It
has not been unpopular from some scholars to attack methodological
individualism as an unnecessary constraint on economic analysis. Individual
action does not occur in an institutional vacuum. To reduce economics, or any
social science, to only individual choice ignores the significance of emergent
phenomena that shape the world we live in. Geoff Hodgson makes a passionate
call for a reasoned compromise:
Despite the impression given by many
adherents of methodological individualism, it is quite legitimate to deny that
only purposes or actions of individuals are explanatory… These beliefs [about
individual autonomy] are not undermined by a conviction that whilst people are,
on the one hand, purposeful and have real choices, they are, on the other,
moulded by their cultural and institutional environment. (
Hodgson 1986, 222)
Hodgson claims that
Austrian economists overlook this feature in their research. Just as
macroeconomics can benefit from microfoundations, macro – or emergent – foundations
are always implicit in microeconomic analysis.

#### [RECORDED DATA]
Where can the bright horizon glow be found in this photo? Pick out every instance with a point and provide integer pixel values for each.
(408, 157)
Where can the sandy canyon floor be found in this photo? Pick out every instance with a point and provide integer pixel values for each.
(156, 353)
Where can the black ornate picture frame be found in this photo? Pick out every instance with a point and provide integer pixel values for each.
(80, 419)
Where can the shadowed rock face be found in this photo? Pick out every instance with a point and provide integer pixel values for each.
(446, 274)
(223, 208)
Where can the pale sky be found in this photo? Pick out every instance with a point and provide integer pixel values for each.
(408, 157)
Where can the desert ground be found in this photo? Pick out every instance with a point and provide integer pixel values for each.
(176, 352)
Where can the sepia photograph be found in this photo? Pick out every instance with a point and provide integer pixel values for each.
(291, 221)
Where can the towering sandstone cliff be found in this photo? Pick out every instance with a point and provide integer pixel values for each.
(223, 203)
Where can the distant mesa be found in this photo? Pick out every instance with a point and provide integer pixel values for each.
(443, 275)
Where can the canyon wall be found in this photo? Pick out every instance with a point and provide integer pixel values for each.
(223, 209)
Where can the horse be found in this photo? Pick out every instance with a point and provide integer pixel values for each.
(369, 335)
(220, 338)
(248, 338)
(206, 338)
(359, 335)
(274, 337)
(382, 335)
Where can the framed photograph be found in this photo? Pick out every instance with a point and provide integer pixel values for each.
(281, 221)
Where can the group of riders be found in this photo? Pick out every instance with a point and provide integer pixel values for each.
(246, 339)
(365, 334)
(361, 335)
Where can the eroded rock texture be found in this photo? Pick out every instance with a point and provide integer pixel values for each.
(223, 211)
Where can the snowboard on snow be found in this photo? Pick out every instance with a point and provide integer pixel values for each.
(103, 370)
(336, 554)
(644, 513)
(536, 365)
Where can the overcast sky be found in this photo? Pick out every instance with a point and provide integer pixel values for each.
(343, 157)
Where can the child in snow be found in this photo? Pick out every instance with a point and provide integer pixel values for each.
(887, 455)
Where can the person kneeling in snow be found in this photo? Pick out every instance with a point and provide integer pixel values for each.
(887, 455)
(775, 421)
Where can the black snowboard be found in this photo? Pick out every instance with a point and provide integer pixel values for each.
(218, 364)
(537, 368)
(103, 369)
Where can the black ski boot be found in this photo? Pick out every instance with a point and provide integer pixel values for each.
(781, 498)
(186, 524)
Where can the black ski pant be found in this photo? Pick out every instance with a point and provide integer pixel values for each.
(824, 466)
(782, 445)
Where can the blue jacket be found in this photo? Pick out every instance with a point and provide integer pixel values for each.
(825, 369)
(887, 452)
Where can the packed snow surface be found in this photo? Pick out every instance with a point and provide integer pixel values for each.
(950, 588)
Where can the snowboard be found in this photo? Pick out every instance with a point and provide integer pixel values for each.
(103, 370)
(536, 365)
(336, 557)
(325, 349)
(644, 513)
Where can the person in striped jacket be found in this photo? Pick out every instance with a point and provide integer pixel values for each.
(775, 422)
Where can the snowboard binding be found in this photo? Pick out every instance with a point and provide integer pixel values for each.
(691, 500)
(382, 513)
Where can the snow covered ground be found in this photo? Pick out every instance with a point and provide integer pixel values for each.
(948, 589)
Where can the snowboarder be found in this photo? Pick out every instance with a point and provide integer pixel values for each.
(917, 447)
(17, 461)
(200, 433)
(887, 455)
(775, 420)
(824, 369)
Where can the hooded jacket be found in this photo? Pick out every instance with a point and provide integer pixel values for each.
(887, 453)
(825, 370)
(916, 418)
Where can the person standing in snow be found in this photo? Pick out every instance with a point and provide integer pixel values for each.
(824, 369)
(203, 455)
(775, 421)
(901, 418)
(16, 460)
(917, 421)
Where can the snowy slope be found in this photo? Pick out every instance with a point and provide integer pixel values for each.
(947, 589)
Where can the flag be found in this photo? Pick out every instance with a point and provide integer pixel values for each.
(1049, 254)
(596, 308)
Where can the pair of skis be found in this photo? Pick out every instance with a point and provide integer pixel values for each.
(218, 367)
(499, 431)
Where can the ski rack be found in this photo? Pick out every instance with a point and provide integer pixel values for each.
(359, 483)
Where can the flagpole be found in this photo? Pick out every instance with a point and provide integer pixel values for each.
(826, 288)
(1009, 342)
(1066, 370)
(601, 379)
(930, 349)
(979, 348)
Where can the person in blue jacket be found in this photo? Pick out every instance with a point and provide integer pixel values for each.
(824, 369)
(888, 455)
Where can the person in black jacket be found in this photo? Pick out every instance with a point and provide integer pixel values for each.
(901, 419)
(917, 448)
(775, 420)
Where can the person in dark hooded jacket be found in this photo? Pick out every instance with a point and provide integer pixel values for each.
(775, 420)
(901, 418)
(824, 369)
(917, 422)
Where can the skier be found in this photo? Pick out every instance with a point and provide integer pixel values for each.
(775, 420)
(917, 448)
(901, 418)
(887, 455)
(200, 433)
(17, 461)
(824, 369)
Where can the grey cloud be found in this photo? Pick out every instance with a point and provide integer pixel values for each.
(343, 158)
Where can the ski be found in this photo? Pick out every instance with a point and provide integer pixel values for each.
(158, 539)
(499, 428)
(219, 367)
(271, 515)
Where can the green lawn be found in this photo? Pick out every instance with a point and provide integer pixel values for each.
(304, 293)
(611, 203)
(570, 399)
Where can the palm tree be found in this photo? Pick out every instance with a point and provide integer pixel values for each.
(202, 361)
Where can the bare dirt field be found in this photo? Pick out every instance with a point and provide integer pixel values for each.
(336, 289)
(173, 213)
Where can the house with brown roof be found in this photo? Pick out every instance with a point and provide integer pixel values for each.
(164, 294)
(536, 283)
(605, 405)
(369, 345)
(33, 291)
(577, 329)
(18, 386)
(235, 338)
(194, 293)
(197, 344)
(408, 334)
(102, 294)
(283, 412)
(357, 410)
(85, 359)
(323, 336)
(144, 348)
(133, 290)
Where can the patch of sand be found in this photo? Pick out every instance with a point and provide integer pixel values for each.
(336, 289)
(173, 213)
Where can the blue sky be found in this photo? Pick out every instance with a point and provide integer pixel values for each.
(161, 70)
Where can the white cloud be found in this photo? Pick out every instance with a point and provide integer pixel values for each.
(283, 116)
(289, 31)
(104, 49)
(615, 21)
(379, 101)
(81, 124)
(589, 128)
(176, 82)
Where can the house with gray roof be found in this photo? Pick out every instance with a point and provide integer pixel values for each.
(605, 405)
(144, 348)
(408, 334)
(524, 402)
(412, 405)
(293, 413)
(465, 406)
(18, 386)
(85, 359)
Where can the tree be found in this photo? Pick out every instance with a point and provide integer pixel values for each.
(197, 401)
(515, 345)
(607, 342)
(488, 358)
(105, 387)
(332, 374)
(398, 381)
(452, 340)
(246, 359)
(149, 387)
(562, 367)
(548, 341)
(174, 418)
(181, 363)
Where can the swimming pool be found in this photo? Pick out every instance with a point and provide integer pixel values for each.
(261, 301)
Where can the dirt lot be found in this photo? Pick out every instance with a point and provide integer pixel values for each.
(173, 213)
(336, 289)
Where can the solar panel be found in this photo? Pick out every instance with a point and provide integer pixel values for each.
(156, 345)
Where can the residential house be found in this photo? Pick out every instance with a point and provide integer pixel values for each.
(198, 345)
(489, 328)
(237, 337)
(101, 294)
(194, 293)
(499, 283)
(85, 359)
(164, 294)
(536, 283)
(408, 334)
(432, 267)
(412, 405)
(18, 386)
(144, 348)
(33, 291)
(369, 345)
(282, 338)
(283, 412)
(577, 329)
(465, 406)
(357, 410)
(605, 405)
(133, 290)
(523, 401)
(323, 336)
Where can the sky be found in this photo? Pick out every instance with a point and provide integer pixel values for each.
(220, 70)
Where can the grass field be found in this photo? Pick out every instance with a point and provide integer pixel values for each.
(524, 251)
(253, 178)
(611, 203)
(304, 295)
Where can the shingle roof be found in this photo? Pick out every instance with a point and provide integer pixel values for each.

#### [EXERCISE GOAL]
Write out the passage on methodological individualism from "Hodgson claims that" up to and including "in microeconomic analysis.", word for word. The items have no connection to the passage on methodological individualism.

#### [OUTPUT FOR THIS EXERCISE]
Hodgson claims that
Austrian economists overlook this feature in their research. Just as
macroeconomics can benefit from microfoundations, macro – or emergent – foundations
are always implicit in microeconomic analysis.